TEXT EXTRACT —
When the US-led West invaded Iraq in 2003, Saddam Hussain was contained. He’d committed his genocides in the past, when he was an ally of the West against Iran, and in 1991, under Western military noses (as he slaughtered Shia rebels and their families en masse, the allied forces in Kuwait and southern Iraq gave him permission to use helicopter gunships, and watched). But in 2003 Saddam was contained and reasonably quiet. There was no popular revolution against him. The West invaded anyway, on the pretext of inexistent Weapons of Mass Destruction.
The Syrian regime’s ultra-violent repression of a peaceful protest movement spawned an armed resistance. The regime met the armed resistance with genocide and ethnic cleansing. Then a week ago the regime struck multiple targets in the Damascus suburbs with chemical weapons, perhaps killing as many Syrians in three hours as Palestinians were killed in Israel’s month-long rampage in Gaza (2008/9).

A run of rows
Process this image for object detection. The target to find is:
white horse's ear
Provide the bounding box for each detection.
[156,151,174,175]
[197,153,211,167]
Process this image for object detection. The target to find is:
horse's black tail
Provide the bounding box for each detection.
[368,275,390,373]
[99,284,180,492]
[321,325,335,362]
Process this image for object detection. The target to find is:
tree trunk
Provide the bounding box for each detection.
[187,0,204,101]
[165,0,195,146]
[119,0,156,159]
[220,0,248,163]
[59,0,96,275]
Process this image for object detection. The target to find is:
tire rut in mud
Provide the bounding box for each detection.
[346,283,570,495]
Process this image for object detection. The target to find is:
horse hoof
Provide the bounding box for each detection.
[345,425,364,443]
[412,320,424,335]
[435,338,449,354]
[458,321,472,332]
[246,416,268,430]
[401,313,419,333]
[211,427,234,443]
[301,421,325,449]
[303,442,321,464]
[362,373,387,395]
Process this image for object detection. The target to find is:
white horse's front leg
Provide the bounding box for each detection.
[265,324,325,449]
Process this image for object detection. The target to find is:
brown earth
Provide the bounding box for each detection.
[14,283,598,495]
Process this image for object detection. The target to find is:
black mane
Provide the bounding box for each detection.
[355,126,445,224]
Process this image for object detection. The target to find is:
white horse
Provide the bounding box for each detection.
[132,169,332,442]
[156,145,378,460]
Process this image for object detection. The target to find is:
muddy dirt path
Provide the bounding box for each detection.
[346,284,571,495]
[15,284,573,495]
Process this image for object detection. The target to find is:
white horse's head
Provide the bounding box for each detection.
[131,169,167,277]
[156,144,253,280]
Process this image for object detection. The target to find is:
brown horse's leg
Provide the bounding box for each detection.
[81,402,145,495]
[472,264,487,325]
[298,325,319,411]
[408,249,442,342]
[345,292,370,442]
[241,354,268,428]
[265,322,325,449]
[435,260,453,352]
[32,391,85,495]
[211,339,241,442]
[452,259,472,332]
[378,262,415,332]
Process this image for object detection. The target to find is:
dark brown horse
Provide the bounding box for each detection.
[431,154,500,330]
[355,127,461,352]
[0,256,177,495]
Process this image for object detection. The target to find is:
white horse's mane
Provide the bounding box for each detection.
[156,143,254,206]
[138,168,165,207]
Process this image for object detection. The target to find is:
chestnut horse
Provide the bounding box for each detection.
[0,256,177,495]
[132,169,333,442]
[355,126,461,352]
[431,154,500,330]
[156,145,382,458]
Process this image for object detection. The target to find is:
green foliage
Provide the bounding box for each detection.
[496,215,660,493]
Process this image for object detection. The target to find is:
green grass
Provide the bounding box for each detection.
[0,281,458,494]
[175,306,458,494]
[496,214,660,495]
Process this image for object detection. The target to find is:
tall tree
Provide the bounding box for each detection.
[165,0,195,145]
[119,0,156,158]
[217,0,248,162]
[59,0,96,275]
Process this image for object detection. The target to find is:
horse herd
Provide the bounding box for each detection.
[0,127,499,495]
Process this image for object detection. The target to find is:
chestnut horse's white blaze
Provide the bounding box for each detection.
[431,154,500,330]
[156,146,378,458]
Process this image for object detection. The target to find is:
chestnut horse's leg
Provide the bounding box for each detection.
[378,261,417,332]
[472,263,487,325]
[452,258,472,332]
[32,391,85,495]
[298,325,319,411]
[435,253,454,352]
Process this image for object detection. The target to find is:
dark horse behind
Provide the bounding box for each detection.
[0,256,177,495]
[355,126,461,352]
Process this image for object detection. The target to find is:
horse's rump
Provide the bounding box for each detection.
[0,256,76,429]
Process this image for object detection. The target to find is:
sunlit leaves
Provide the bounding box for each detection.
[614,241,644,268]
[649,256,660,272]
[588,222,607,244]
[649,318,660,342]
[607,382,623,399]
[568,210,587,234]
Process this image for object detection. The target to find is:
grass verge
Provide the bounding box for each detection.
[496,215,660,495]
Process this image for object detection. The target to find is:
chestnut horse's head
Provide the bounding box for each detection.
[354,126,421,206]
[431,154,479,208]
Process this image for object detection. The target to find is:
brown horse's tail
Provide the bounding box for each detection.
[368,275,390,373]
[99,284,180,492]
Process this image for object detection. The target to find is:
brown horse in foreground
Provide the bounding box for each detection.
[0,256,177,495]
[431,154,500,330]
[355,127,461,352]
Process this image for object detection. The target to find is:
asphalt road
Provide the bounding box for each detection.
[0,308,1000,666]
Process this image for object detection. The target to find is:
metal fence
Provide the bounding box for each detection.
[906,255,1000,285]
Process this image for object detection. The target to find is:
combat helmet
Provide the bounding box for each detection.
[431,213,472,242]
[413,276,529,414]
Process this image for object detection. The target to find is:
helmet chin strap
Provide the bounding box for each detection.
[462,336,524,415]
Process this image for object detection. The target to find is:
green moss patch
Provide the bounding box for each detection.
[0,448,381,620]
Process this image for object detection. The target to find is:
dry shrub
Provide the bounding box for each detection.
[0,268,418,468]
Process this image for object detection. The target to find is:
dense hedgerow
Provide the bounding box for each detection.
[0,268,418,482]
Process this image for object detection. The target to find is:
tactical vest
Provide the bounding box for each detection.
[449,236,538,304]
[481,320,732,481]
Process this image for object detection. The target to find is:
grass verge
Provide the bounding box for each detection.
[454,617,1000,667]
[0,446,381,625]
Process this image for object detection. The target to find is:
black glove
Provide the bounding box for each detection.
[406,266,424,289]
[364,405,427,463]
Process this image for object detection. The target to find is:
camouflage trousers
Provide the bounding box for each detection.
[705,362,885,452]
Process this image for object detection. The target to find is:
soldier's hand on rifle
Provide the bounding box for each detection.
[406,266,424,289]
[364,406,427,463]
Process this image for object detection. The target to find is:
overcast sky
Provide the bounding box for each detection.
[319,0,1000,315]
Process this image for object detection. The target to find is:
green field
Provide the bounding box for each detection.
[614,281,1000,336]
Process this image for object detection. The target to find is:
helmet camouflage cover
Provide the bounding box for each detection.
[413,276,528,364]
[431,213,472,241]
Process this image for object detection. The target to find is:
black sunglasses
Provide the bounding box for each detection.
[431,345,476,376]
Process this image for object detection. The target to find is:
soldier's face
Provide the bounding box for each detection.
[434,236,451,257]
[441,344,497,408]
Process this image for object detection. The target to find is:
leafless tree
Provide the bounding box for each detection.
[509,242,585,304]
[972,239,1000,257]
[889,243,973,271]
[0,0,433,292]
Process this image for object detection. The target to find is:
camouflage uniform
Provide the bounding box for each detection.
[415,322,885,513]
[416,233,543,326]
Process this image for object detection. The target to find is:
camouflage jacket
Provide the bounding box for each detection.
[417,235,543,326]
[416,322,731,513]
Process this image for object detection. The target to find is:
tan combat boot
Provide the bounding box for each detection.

WHAT IS ASKED — Resume the text about the 2003 invasion of Iraq and the Syrian regime's repression, picking up after its final sentence.

RESPONSE —
The conflict has been well and truly internationalised for a long while now. Saudi Arabia, Qatar and Turkey have provided limited and intermittent military supplies to various parts of the opposition (the US has prevented them from delivering heavy weapons). The international brigades of the Islamic State of Iraq and al-Sham – an enemy both of the regime and the democratic opposition to the regime – has been empowered in pockets of northern Syria. The regime has received much more serious financial and military help from Russia and Iran, and has brought in Hizbullah and Iraqi sectarian militias to help it fight its battles. Hizbullah’s switch from defence against Zionism to repression of a revolutionary Arab people has propelled Lebanon back to the verge of civil war. Meanwhile, between a quarter and a third of Syrians are displaced, destabilising Turkey and Jordan as well as Lebanon.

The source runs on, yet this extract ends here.